[Opening EXCERPT PROVIDED section]

# Possible Listeria Exposure in Ontario Prisons



## Bruce Monkhouse (22 Nov 2008)

This might prove interesting since some of these jails have not used [or as far as I know were never built with] their kitchens for a long time and now might have to find a way to make food.


http://cnews.canoe.ca/CNEWS/Canada/2008/11/22/7501731-cp.html
Officials warn of possible Listeria exposure in Ontario prisons

By THE CANADIAN PRESS

Ontario health officials are warning prisoners in seven provincial correctional institutions may have been exposed to Listeria. 
The Ontario Ministry of Health said in a news release the operator of a correctional services food-production facility in Milton, Ont., informed the Halton Region Health Department on Nov. 21 that samples taken during routine surveillance at the facility tested positive for Listeria monocytogenes. 
The tests relate to samples taken from food that may have been consumed between Nov. 13 and Nov. 16. 

As a result of the positive tests, the Halton Region Health Department issued an order to Eurest Dining Services to cease production and distribution of food from the facility and immediately prepare and implement a plan to sanitize the plant and equipment. 
There are no reported cases of listeriosis. 

The seven prisons affected are: Maplehurst and the Vanier Centre for Women in Milton, Central North Correctional Centre in Penetanguishene, Central East Correctional Centre in Lindsay, Ottawa-Carleton Correctional Centre, St. Lawrence Valley Correctional and Treatment Centre in Brockville and the Brockville Jail. 
Correctional Services officials are monitoring prisoners and staff for symptoms of listeriosis. 

Some individuals who were incarcerated at the institutions when the food was served are now in the community. 
Officials are asking health-care providers to be on alert for individuals linked with the institutions who may have symptoms of listeriosis. 
Dr. David Williams, acting chief medical officer of health, said: "Although there have been no cases, I am asking individuals who were present at these seven correctional institutions between the dates of Nov. 13 and 16, 2008 to seek medical attention if they develop symptoms of listeriosis." 

Williams said there is no risk to the general public and "we are taking every possible step to notify individuals who may have been affected."


----------



## Steel Badger (23 Nov 2008)

Is anyone actually suprised....except myself  ( I thought this would transpire a lot sooner....)


----------



## PMedMoe (23 Nov 2008)

What I love about these news stories and the very recent "Listeria Hysteria" is that for the most part, people can be "exposed" to listeria and NOT develop listeriosis.  Normally, you are only talking about people with a compromised immune system, e.g. the very old/young, pregnant women, etc.

The prevalence of the illness is 20 cases in one million people.

Listeria FAQs


----------

[Closing EXCERPT PROVIDED section]

**TASK PROMPT:** Translate this sentence from the thread on Listeria exposure in Ontario prisons into Spanish: "Correctional Services officials are monitoring prisoners and staff for symptoms of listeriosis."

[Opening EXCERPTED RECORDS section]

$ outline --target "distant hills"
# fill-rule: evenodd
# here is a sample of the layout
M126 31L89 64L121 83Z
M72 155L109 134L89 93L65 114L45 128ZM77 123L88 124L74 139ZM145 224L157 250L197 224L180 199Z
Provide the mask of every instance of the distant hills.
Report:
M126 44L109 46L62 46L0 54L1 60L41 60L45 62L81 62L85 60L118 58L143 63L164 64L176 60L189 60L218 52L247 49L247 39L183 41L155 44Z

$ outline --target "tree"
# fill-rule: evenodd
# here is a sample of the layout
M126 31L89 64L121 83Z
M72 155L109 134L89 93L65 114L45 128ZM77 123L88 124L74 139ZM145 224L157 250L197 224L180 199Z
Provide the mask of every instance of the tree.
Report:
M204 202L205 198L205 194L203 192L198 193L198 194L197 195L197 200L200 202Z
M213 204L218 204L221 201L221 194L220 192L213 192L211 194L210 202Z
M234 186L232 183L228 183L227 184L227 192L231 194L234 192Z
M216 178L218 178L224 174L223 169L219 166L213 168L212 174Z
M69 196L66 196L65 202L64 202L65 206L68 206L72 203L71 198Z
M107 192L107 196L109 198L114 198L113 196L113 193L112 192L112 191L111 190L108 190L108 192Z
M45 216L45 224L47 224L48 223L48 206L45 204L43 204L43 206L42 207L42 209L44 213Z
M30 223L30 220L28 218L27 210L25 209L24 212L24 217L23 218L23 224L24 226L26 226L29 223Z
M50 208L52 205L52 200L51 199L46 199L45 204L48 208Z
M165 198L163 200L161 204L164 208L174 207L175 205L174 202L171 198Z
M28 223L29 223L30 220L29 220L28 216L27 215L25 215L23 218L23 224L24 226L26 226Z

[Closing EXCERPTED RECORDS section]

**EXERCISE OUTPUT:** Los funcionarios de Servicios Correccionales están vigilando a los presos y al personal para detectar síntomas de listeriosis.